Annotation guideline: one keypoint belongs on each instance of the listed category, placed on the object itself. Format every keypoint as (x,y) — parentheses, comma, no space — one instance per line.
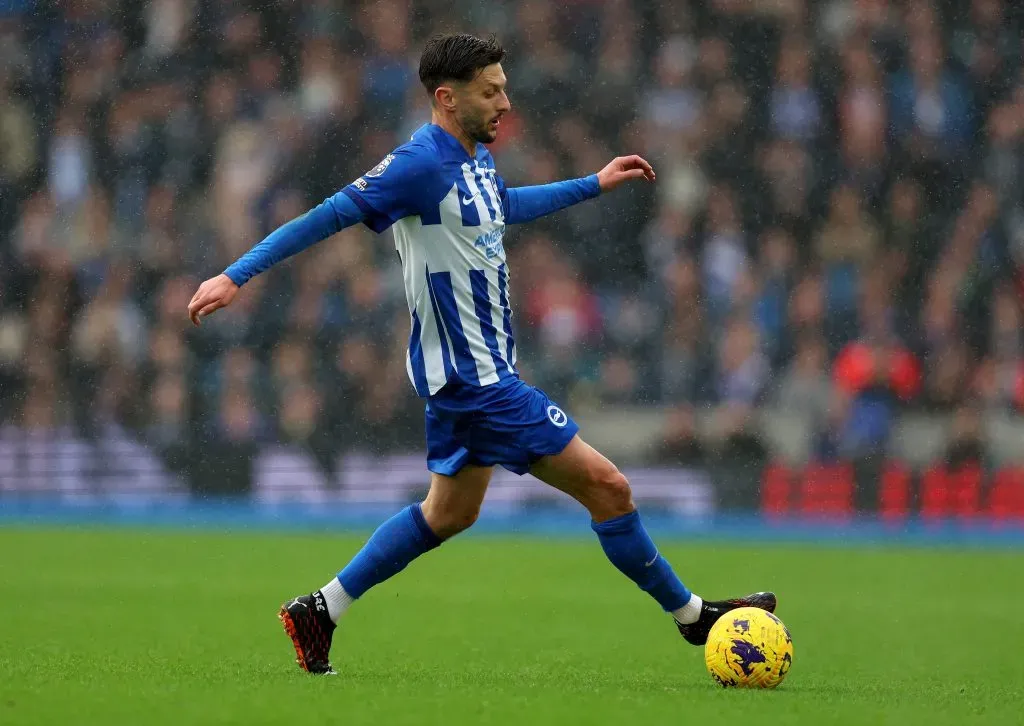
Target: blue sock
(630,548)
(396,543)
══════════════════════════════
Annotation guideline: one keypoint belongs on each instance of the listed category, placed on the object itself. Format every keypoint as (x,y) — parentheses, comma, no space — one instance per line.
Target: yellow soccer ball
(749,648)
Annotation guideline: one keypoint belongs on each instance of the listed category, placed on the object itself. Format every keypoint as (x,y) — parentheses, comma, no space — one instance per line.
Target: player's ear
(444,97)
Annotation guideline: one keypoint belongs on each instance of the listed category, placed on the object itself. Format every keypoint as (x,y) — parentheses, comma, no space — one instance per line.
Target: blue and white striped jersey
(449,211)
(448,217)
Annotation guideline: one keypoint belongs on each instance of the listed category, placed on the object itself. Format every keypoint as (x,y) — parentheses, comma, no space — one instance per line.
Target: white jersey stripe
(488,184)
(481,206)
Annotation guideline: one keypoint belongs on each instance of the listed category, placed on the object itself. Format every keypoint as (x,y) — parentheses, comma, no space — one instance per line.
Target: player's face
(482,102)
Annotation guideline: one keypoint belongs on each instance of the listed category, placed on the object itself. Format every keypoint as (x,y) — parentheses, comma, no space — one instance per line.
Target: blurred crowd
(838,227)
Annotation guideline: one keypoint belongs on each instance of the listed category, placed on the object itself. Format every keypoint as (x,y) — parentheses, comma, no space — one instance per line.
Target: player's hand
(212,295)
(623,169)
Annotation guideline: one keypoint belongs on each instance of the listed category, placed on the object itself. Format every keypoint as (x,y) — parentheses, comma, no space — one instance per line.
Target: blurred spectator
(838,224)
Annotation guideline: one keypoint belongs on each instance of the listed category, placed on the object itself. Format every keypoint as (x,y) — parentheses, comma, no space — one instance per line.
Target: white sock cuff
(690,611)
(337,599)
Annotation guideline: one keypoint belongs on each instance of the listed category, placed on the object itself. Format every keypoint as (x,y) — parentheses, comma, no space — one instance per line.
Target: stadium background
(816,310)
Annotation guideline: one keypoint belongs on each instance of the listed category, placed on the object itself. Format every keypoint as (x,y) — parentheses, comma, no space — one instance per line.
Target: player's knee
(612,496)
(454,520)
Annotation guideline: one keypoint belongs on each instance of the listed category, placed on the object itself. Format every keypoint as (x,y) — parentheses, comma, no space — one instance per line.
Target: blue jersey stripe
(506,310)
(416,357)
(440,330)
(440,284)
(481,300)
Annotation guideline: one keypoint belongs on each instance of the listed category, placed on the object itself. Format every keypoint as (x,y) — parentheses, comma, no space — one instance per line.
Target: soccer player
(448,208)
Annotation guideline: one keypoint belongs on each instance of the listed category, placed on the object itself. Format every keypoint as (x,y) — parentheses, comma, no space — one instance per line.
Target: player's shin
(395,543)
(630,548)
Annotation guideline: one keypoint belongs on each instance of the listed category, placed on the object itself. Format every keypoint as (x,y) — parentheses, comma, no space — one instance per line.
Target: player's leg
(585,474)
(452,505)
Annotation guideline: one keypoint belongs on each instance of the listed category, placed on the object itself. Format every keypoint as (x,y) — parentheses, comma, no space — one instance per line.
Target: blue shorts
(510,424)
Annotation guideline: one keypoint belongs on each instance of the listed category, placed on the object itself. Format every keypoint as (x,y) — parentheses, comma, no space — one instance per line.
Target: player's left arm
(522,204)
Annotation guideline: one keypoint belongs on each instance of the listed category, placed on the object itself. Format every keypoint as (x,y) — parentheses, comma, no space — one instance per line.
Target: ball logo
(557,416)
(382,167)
══════════════════════════════
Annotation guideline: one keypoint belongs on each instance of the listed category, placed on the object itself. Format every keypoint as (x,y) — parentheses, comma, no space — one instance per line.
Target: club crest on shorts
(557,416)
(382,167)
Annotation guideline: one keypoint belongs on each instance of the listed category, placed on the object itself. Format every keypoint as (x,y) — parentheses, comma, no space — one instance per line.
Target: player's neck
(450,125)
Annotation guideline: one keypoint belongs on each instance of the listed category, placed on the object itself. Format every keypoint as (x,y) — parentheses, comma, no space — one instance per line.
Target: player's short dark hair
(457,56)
══════════════════════════════
## EXERCISE PROMPT
Show every line of the data above that contains the string "ball", treating uppercase and lowercase letters as different.

## FINISHED EXERCISE
Target: yellow soccer ball
Target: ball logo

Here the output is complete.